> **给定指令 A**
把Ceph监控那段文字里从“(2) 查看ceph状态”到“in (since 12d)”的部分照原样抄下来，头尾两处都包括。
> **给定指令 B**
根据Ceph监控那段文字回答下面几个问题：
(i) Ceph从哪个版本开始提供原生的Dashboard功能？
(ii) 运行ceph -v后显示的版本号是多少？
(iii) 当前处于active状态的mgr在哪个节点上？
> **给定指令 C**
接着Ceph监控那段文字停下的地方往下写。

> **节选文本**
▼▼▼
5.4 Ceph监控
1 部署Dashboard
(1) 说明
Ceph从L版本开始,Ceph提供了原生的Dashboard功能,通过Dashboard对Ceph集群状态查看和基本管理,使用Dashboard需要在MGR节点安装软件
包。
(2) 查看ceph状态
# ceph -s
cluster:
id: 14912382-3d84-4cf2-9fdb-eebab12107d8
health: HEALTH_OK
services:
mon: 3 daemons, quorum ceph-node01,ceph-node02,ceph-node03 (age 4h)
mgr: ceph-node01(active, since 4h), standbys: ceph-node02, ceph-node03
osd: 6 osds: 6 up (since 4h), 6 in (since 12d)
data:
pools: 2 pools, 65 pgs
objects: 4 objects, 19 B
usage: 6.1 GiB used, 114 GiB / 120 GiB avail
pgs: 65 active+clean
# ceph -v
ceph version 15.2.15 (2dfb18841cfecc2f7eb7eb2afd65986ca4d95985) octopus (stable)
(3) 在ceph-node01、ceph-node02、ceph-node03上安装
1) 设置ceph源
之前在部署ceph时已经设置了ceph源,这里就不赘述了。
2) 安装
# yum install ceph-mgr-dashboard –y
......(省略内容)
▲▲▲
> **数据集记录**
▼▼▼
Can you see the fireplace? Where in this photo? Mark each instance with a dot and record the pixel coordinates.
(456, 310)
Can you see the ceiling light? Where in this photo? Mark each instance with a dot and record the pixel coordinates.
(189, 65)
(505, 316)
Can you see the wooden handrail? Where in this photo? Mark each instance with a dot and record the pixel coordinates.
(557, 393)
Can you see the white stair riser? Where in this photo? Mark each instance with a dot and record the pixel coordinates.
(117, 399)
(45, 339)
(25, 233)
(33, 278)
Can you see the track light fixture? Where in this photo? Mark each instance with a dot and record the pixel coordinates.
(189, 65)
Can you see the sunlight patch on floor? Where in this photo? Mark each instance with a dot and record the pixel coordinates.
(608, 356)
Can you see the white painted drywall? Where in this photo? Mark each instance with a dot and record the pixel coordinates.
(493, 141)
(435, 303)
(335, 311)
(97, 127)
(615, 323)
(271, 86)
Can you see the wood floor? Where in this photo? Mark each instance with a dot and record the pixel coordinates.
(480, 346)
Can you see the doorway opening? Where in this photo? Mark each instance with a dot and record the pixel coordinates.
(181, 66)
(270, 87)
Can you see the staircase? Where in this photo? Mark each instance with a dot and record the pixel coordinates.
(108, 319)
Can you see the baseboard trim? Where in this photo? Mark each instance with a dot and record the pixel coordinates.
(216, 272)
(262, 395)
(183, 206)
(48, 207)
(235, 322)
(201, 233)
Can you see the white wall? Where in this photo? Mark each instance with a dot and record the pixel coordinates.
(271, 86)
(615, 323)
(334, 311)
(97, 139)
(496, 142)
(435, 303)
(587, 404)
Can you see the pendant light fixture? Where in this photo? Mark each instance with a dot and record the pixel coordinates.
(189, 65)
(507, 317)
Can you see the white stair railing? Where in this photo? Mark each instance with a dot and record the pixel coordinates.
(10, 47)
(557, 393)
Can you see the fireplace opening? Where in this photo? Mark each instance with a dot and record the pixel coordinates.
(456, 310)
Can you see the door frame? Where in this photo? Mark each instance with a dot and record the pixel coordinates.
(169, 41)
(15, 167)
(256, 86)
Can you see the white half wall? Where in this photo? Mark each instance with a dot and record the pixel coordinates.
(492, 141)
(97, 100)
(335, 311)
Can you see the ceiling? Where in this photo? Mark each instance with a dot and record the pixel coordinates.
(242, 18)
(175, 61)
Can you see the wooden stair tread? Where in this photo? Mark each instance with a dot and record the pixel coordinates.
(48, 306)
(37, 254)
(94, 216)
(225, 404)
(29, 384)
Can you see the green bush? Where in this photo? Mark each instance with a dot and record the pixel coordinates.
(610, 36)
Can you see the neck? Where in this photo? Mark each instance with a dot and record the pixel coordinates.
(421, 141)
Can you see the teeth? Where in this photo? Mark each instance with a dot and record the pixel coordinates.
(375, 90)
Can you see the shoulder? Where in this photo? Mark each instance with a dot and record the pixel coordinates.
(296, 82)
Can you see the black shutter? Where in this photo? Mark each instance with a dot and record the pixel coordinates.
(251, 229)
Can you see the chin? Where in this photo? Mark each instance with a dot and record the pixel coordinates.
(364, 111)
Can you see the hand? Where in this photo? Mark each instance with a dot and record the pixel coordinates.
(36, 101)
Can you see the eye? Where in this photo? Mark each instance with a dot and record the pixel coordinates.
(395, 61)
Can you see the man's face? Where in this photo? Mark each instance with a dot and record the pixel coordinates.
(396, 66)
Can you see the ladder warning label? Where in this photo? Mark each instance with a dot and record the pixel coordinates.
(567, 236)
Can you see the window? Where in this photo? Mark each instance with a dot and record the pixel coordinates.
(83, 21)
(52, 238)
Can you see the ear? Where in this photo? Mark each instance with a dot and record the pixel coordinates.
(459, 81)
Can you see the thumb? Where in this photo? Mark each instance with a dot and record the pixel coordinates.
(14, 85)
▲▲▲
> **练习答案 A**
(2) 查看ceph状态
# ceph -s
cluster:
id: 14912382-3d84-4cf2-9fdb-eebab12107d8
health: HEALTH_OK
services:
mon: 3 daemons, quorum ceph-node01,ceph-node02,ceph-node03 (age 4h)
mgr: ceph-node01(active, since 4h), standbys: ceph-node02, ceph-node03
osd: 6 osds: 6 up (since 4h), 6 in (since 12d)

> **练习答案 B**
(i) L版本。
(ii) 15.2.15（octopus）。
(iii) ceph-node01。

> **练习答案 C**
--> Processing Dependency: python3-routes for package: 2:ceph-mgr-dashboard-15.2.15-0.el7.noarch
--> Processing Dependency: python3-cherrypy for package: 2:ceph-mgr-dashboard-15.2.15-0.el7.noarch
--> Processing Dependency: python3-jwt for package: 2:ceph-mgr-dashboard-15.2.15-0.el7.noarch
---> Package ceph-prometheus-alerts.noarch 2:15.2.15-0.el7 will be installed
---> Package python36-werkzeug.noarch 0:1.0.1-1.el7 will be installed
--> Finished Dependency Resolution
Error: Package: 2:ceph-mgr-dashboard-15.2.15-0.el7.noarch (Ceph-noarch)
Requires: python3-jwt
Error: Package: 2:ceph-mgr-dashboard-15.2.15-0.el7.noarch (Ceph-noarch)
Requires: python3-routes
Error: Package: 2:ceph-mgr-dashboard-15.2.15-0.el7.noarch (Ceph-noarch)
Requires: python3-cherrypy
You could try using --skip-broken to work around the problem
You could try running: rpm -Va --nofiles --nodigest
(4) 安装报错原因分析
这是由于从O版本开始,MGR改为Python3编写,而默认库没有这3个模块包,即使单独找包安装也可能不生效或者安装不上。从社区得知,这是已知问
题,建议使用CentOS8系统或者使用cephadm容器化部署Ceph,或者降低Ceph版本也可以,例如H版本,这个版本还是Python2编写的,不存在缺包
问题。这里选择降低到H版本,重新部署Ceph集群。
2 部署Ceph H版
在ceph-deploy节点上进行操作
(1) 清理Ceph集群环境
1) 从远程主机卸载ceph包并清理数据
# ceph-deploy purge ceph-deploy ceph-node01 ceph-node02 ceph-node03
执行的命令实际为:
# yum -y -q remove ceph ceph-release ceph-common ceph-radosgw
"/etc/ceph/"目录会被移除。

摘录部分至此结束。